▶ **What is asked**
a) Reproduce verbatim the part of the text about "Follow Your Arrow" that begins with "The song is in" and ends with "in December 2013.".
b) List the people the text about "Follow Your Arrow" names as writers of the song.

** begin Passage **

"Follow Your Arrow" is a song recorded by American country music singer and songwriter Kacey Musgraves. The song is featured on her major label debut album, Same Trailer Different Park. It was released on October 21, 2013, as the album's third single. It was written by Musgraves, Brandy Clark and Shane McAnally. It was named Song Of The Year at the 2014 CMA Awards. Rolling Stone ranked 'Follow Your Arrow' number 39 on its list of '100 Greatest Country Songs of All Time'.

Content
Suggesting that any given choice will elicit criticism from others, the narrator states that one's best course is to remain true to oneself ("follow your arrow"). One line of the song includes a support of the gay community.

The song is in the key of F major with a main chord pattern of F – D – B– G – C and a vocal range between F and C. It is in a 4/4 time signature with a moderate tempo.

Music video
The music video was directed by Honey and Kacey Musgraves and premiered in December 2013.

** end Passage **
** begin Provided data **

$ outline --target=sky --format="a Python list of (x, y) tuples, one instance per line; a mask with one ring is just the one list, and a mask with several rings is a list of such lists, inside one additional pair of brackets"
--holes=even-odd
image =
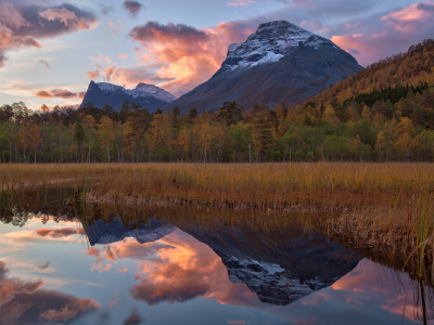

** end Provided data **

▶ **Responses by task**
a)
The song is in the key of F major with a main chord pattern of F – D – B– G – C and a vocal range between F and C. It is in a 4/4 time signature with a moderate tempo.

Music video
The music video was directed by Honey and Kacey Musgraves and premiered in December 2013.

b) Kacey Musgraves, Brandy Clark, Shane McAnally